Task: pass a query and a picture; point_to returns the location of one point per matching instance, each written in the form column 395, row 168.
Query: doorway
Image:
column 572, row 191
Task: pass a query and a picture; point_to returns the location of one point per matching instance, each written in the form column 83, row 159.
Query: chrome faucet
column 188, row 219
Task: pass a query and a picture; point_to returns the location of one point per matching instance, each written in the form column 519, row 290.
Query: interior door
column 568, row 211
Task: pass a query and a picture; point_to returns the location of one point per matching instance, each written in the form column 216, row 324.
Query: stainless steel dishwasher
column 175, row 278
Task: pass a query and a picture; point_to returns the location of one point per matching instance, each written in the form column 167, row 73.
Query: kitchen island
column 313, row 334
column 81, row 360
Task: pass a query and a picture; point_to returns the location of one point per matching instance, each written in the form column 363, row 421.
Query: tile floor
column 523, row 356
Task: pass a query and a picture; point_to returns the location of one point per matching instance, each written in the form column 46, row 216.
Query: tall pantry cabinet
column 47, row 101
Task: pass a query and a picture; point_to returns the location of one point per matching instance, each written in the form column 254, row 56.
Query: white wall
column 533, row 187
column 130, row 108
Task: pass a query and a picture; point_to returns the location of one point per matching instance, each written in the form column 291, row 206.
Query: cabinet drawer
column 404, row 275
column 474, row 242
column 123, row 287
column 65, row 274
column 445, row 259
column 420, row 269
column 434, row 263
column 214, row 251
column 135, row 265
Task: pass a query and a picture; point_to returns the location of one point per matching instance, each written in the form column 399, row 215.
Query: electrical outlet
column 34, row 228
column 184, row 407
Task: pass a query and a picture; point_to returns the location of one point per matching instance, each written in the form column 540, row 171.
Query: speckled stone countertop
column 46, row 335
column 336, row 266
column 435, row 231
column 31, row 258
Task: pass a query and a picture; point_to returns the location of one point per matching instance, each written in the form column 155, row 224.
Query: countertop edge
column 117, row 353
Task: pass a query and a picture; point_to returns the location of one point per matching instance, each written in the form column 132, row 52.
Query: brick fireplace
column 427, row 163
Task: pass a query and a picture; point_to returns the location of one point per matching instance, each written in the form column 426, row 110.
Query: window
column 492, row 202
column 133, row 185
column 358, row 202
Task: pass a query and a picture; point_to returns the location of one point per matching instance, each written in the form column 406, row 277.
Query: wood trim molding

→ **Task description**
Reproduce the data exactly. All of it is needed.

→ **Solution to this task**
Task: pass a query and a picture; point_to returns the location of one point per matching instance, each written in the form column 395, row 168.
Query: doorway
Image:
column 572, row 191
Task: pass a query and a picture; point_to returns the location of one point per matching instance, each written in the form column 83, row 159.
Query: chrome faucet
column 188, row 219
Task: pass a query and a picture; point_to returns the location of one point per matching instance, each written in the form column 519, row 290.
Query: interior door
column 568, row 211
Task: pass a query and a picture; point_to returns the location of one point per matching instance, each written in the form column 216, row 324.
Query: stainless steel dishwasher
column 175, row 278
Task: pass a query and a picture; point_to returns the location of one point per matching instance, each written in the form column 167, row 73.
Query: kitchen island
column 313, row 334
column 81, row 360
Task: pass a query and a picture; point_to returns the location of one point per matching instance, each written in the form column 363, row 421.
Query: tile floor
column 523, row 356
Task: pass a query and a picture; point_to returns the location of one point per matching instance, each written in the form column 46, row 216.
Query: tall pantry cabinet
column 47, row 101
Task: pass a query and a picture; point_to returns the location of one point per matching instance, each written in the form column 254, row 56.
Query: white wall
column 533, row 187
column 130, row 108
Task: pass a query and a picture; point_to returns the location of one point per matching instance, each written in the form column 291, row 206.
Query: cabinet drawer
column 404, row 275
column 474, row 242
column 123, row 287
column 65, row 274
column 445, row 259
column 420, row 269
column 434, row 263
column 214, row 251
column 135, row 265
Task: pass a query and a picture; point_to returns the location of one point per matching instance, each written in the form column 399, row 215.
Query: electrical outlet
column 34, row 228
column 184, row 407
Task: pass a query and a picture; point_to returns the location of one point per matching instance, each written in the form column 540, row 171.
Query: speckled stone countertop
column 46, row 335
column 336, row 266
column 435, row 231
column 31, row 258
Task: pass a query and a picture; point_to returns the location of one point per matching instance, each written in the form column 155, row 224.
Query: countertop edge
column 117, row 353
Task: pass a query and a picture; point_to returns the location of one point per matching instance, each written in the form column 132, row 52.
Query: brick fireplace
column 427, row 163
Task: pass a query and a picture; point_to returns the location of one point per matching instance, each written in the form column 426, row 110.
Query: window
column 492, row 202
column 133, row 185
column 358, row 202
Task: pass a query and a picture; point_to returns the location of one point per matching instance, each written in the form column 406, row 277.
Query: wood trim molding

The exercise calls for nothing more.